- REQUIRED WORK: Repeat, exactly and alone, every line from the line that contains "Target: light switch plate" to the end of the entries.

##########

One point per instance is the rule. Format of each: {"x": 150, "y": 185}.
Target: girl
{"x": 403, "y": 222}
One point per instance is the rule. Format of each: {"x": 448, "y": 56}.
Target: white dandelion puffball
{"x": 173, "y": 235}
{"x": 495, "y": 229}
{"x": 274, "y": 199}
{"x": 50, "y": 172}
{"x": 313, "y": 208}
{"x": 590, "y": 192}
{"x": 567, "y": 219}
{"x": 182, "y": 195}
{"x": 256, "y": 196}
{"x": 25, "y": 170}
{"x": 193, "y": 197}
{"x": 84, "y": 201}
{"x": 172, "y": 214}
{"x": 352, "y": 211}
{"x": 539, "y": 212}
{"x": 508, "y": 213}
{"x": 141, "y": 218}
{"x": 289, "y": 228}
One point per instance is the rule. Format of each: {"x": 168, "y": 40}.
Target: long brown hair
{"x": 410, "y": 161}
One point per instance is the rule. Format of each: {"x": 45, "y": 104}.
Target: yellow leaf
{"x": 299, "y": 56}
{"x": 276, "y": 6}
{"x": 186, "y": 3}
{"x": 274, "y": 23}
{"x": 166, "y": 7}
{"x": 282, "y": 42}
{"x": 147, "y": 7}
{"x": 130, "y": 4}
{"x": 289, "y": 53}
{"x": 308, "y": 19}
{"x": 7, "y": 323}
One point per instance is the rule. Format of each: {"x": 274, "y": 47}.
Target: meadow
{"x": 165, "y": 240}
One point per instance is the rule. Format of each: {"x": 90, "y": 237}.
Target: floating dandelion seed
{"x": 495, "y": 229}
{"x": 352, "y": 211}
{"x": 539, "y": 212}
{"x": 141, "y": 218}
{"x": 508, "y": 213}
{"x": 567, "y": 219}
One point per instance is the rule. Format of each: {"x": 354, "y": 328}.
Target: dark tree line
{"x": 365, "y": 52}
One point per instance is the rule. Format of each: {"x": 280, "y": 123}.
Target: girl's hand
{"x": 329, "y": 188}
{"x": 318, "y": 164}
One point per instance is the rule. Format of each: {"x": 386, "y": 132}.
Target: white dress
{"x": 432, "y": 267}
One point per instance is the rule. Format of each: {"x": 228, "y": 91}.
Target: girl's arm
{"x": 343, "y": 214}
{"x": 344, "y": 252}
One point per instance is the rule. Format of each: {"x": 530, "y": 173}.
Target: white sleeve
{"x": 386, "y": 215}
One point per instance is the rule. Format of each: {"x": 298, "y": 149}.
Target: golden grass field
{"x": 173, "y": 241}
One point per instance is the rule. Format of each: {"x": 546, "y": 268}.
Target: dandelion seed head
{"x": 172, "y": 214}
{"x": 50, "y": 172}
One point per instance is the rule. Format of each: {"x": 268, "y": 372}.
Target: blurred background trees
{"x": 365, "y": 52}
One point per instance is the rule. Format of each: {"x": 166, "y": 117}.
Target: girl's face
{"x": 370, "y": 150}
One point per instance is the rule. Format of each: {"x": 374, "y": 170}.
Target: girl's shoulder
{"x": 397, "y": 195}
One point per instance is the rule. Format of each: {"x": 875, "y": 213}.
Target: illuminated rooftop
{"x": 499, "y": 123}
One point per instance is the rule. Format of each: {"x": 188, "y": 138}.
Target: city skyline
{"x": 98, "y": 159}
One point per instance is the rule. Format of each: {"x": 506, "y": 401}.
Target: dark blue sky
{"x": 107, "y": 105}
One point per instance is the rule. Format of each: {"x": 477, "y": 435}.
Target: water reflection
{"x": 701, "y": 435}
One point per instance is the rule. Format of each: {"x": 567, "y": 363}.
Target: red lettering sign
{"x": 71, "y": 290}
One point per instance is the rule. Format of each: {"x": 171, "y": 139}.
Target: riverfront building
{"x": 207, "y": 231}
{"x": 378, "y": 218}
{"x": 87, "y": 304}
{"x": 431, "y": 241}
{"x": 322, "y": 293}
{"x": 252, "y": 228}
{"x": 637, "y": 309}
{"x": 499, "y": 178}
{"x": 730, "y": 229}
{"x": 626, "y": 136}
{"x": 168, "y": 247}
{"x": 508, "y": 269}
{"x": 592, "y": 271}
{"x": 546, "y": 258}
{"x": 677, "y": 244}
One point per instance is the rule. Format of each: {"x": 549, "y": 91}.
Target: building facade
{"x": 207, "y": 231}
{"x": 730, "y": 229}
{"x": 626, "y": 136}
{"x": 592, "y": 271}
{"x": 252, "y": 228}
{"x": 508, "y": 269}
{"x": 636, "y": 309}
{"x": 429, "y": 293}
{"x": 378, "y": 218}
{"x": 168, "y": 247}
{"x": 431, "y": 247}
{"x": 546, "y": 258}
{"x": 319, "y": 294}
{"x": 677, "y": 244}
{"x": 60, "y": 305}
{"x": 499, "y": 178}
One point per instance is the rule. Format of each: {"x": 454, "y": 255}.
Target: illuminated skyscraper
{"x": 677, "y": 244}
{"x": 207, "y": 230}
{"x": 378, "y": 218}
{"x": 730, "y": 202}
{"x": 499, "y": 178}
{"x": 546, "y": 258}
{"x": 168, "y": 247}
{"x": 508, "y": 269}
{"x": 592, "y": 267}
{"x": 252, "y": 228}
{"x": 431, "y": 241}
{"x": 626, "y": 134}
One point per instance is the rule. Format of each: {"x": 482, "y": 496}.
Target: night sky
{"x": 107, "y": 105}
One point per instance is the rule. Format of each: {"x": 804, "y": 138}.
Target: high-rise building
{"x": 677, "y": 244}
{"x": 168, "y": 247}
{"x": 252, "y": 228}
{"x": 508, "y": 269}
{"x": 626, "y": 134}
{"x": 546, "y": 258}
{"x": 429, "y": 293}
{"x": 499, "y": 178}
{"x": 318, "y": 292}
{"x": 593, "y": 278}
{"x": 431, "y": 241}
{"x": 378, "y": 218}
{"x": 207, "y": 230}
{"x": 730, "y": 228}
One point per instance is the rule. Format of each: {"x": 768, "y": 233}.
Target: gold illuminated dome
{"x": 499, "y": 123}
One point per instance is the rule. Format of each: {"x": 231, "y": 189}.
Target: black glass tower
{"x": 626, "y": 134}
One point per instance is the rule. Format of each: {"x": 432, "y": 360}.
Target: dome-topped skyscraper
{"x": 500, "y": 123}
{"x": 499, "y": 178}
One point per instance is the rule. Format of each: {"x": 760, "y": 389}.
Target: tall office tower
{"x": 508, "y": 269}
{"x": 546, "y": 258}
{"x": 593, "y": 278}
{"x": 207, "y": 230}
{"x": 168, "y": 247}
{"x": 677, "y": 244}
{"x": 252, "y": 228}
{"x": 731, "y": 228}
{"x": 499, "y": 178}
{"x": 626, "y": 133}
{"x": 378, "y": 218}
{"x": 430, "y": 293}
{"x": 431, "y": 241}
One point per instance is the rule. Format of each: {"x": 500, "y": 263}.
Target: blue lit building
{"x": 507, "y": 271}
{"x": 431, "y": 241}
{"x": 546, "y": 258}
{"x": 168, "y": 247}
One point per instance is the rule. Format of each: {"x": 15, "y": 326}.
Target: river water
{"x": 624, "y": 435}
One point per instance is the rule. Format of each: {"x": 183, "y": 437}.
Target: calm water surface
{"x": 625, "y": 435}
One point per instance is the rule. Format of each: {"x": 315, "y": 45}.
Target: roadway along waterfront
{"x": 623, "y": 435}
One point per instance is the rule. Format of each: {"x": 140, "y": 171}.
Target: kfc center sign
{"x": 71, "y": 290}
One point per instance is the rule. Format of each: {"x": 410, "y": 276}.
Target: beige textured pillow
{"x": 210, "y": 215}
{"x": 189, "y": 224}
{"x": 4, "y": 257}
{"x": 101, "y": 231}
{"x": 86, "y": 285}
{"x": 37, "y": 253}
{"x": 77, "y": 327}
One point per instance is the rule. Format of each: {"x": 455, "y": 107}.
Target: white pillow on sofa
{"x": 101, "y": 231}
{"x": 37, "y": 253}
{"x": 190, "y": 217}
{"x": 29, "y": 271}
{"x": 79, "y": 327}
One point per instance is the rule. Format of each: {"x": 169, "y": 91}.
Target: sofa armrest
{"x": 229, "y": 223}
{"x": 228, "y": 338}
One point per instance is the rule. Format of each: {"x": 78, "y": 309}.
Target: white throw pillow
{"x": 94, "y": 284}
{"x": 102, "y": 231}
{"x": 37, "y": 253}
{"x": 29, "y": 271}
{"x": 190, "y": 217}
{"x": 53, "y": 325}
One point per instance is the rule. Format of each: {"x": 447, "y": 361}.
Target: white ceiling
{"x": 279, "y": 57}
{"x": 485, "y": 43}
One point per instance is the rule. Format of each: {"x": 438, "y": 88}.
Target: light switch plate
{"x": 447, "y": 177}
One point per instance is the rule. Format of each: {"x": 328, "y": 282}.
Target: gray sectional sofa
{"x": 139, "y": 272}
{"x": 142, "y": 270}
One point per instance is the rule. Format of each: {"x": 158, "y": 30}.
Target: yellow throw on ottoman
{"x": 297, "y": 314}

##########

- TASK SOLUTION:
Target: light switch plate
{"x": 447, "y": 177}
One point per instance is the rule. Format of each: {"x": 328, "y": 282}.
Target: gray sectional sofa
{"x": 139, "y": 272}
{"x": 142, "y": 270}
One point per instance is the rule. Format of each: {"x": 158, "y": 30}.
Target: yellow throw on ottoman
{"x": 297, "y": 314}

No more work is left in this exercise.